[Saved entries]
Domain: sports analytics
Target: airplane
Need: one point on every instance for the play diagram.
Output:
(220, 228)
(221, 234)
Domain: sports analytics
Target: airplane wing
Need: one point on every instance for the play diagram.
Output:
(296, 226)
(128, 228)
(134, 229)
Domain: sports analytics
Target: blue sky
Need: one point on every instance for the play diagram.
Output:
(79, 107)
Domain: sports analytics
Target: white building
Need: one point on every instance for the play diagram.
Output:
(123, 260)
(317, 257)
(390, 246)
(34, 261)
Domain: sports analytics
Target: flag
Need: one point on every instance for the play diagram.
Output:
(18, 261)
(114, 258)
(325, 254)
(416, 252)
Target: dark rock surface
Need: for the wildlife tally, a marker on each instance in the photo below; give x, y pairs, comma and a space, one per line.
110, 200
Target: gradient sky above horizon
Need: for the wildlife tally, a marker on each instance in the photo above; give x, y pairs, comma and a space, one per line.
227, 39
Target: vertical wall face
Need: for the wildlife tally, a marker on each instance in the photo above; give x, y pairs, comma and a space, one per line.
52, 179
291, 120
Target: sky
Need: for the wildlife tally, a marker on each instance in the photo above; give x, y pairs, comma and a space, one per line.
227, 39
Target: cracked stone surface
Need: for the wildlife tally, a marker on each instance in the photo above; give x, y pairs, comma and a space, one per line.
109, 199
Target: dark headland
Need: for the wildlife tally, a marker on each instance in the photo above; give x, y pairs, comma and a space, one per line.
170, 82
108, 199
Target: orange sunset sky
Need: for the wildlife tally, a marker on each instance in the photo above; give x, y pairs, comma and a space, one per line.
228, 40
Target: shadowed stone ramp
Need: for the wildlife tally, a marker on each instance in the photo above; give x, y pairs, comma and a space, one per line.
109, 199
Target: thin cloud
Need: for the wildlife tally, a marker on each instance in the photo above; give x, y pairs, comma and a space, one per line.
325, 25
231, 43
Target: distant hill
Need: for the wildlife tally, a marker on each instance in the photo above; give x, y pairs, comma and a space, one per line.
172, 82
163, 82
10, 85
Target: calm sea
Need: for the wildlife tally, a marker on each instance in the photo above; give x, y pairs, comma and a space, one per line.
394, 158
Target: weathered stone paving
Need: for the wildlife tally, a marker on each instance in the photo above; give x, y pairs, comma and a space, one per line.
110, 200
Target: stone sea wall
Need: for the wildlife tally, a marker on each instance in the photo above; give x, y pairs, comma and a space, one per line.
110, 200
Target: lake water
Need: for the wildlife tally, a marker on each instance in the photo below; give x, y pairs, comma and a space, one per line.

_Problem description_: The answer must consist of every line from the entries above that contains the string "surface".

_Answer section_:
Target: dark rock surface
Target: cracked stone surface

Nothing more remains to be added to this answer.